## Document segment:

※

Even as the scope, speed and scale of outsourcing increase, companies fail to take full advantage of the benefits outsourcing has to offer. Instead, they're falling into the booby traps along the way. To take one well-publicized example, Dell's enterprise customers barraged the computer maker with negative feedback after their experiences with Dell's offshore customer support. That led to some managerial backpedaling and questions about whether offshoring had gone too far.

Getting it right is a challenge and some common pitfalls can be outlined:

  1. Pursuing an outsourcing strategy to "remove a headache" is a misdirected motive. More than one executive has let the thought cross his or her mind that "it really would be nice if my managers didn't complain about system downtime and connectivity problems every time they speak to me." Operational headaches can be cured, and outsourcing is indeed one of the ways of doing so, but that should not be the primary motivation.
  2. Treating outsourcing as a monolithic, oversimplified strategic concept can prevent managers from exploring other, potentially more beneficial options. Outsourcing is related to but is not the same as moving operations offshore, relocating operations or functions within a geography, and sharing and centralizing services. In addition to the various "hows" of outsourcing, there are many other questions: Do we outsource an entire function, or just selected services? Do we enter into a long-term agreement, or conduct a series of short-term "experiments?" Do we multi-source to several vendors at once, or find a single outsourcing partner?

※

## Records shown:
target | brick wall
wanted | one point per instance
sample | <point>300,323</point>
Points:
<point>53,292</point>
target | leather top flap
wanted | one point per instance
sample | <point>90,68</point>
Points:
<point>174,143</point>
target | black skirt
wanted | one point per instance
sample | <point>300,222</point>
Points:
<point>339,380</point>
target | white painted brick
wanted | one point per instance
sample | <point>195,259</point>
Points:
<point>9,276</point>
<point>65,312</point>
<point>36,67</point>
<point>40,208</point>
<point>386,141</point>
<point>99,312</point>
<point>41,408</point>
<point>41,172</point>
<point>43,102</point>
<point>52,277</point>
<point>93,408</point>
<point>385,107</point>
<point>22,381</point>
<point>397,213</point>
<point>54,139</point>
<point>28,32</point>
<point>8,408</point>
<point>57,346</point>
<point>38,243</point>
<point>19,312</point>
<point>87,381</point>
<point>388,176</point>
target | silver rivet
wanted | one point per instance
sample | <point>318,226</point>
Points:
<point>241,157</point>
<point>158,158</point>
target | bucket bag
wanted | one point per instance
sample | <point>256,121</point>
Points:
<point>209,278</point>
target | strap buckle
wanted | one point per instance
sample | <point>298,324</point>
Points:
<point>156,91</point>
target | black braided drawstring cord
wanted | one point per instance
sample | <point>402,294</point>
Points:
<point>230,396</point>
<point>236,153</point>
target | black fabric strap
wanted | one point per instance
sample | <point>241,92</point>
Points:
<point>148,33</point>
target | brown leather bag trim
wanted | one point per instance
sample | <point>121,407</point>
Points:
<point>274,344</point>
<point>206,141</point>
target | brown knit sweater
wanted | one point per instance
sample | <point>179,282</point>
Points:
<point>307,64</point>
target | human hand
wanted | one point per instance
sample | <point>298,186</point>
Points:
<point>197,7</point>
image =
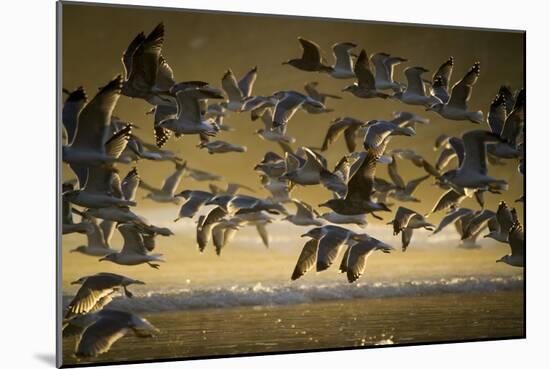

※

## Prompt 1:
In the outsourcing passage, whose enterprise customers barraged the company with negative feedback about offshore customer support?
## Prompt 2:
Does each statement agree with the outsourcing passage? Answer yes or no for each, quoting the deciding words. (a) Outsourcing is the same as moving operations offshore. (b) Outsourcing is one way to cure operational headaches. (c) Companies are taking full advantage of the benefits of outsourcing.

## Written answer 1:
Dell's enterprise customers.

## Written answer 2:
(a) No: "Outsourcing is related to but is not the same as moving operations offshore"
(b) Yes: "outsourcing is indeed one of the ways of doing so"
(c) No: "companies fail to take full advantage of the benefits outsourcing has to offer"